Text passage:
* * * * *
Seems that service sector job growth means little>>

Chicago-area wages rose 4.6 percent last year, far outstripping the national average, according to data released by the Bureau of Labor Statistics.

But not everyone fared equally.

The winners were white- and blue-collar employees who escaped layoffs. Their average income jumped about 5.5 percent, according to the data, part of the bureau's annual National Compensation Survey.

By contrast, service-sector workers, who constitute the largest and fastest-growing segment of the job market, saw their wages stagnate.

"It's frustrating," said Randy Smith, who has earned $5.15 an hour for the last three years as a temporary employee. "You look at these people with permanent jobs and they're working, and they're talking about the cost of living went up and [they] got a raise. Me, I'm broke at the end of every month."

Service-sector workers--defined as non-professionals who work in such areas as food service, health care and cleaning--suffered the most because they often lack bargaining power in the workplace, economist Jared Bernstein said.

"White-collar workers typically are protected because of their skills. And blue-collar work is pretty unionized," said Bernstein, who works at the Washington-based Economic Policy Institute. "But service-sector workers have very little protection. They're less insulated from market swings, unlike the union folks who are covered by contracts."

More so than in other sectors, service-sector employees are non-union and work part time.

They also constitute the largest segment of the workforce, and fastest-growing. In 2001, the most recent year for which figures are available, 46 percent of employees worked in the service sector, compared with 29 percent in white-collar occupations and 25 percent in blue-collar jobs, according to the Bureau of Labor Statistics.

That growth in the number of jobs has yet to spur an equivalent boost in wages. The average service-sector employee earned $12.21 an hour in Chicago last year, compared with $25.42 for white-collar and $16.93 for blue-collar employees.

Economists warn that stagnating wages in service employment will hamper an economic turnaround.

"This is our largest sector, and if there's no growth it's going to be pretty hard to build a recovery," Bernstein said.

The Bureau of Labor Statistics report was also remarkable for the differences it found among Chicago-area wage growth and the national average. In the country as a whole, wage expansion barely outpaced inflation at 2.6 percent. In the Chicago region, which stretches from Gary to Kenosha, it jumped 4.1 percent.
* * * * *
Dataset section:
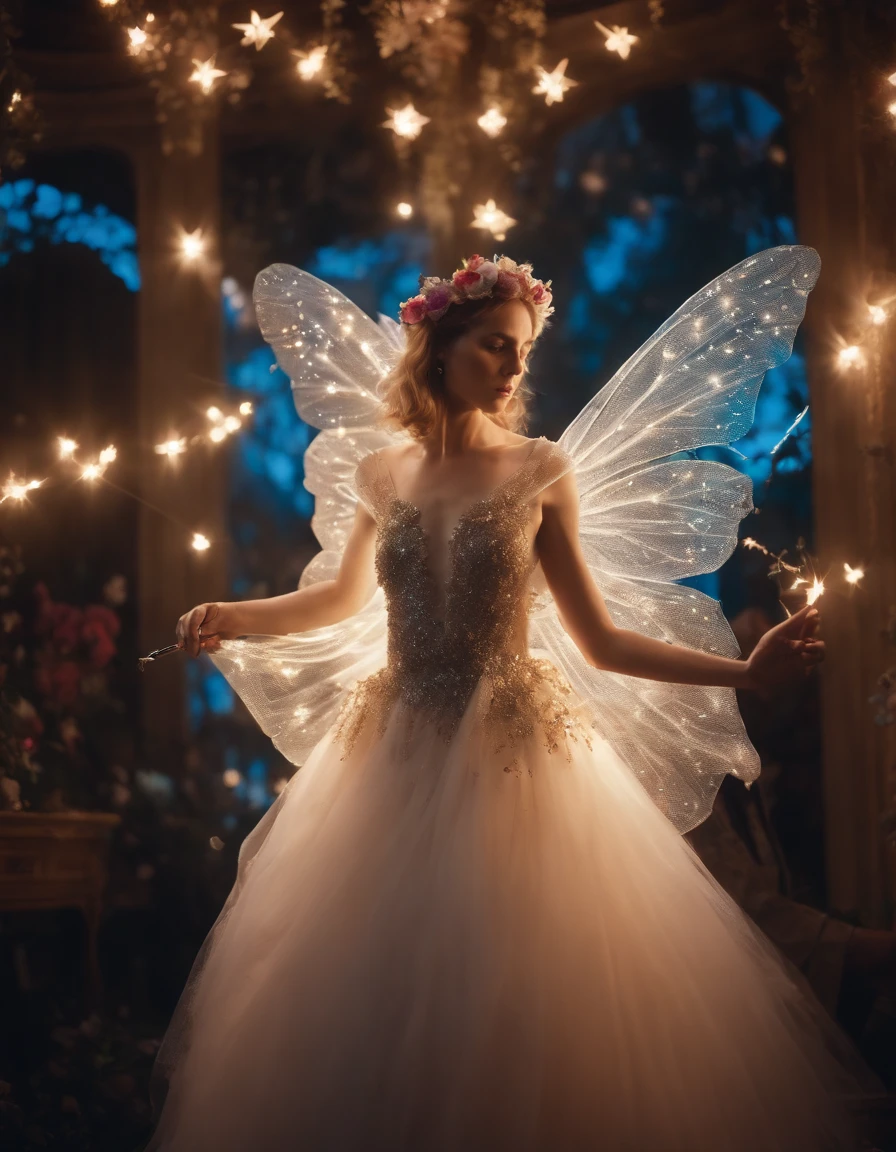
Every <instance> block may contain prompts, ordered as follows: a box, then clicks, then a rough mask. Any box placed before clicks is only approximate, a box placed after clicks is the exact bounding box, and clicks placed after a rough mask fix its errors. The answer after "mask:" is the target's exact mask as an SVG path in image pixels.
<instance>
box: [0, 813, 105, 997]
* * * * *
Exercise directions: From the article on Chicago-area wages, return the passage between "Seems that service" and "by the Bureau of Labor Statistics.", inclusive, word for word.

Expected answer:
Seems that service sector job growth means little>>

Chicago-area wages rose 4.6 percent last year, far outstripping the national average, according to data released by the Bureau of Labor Statistics.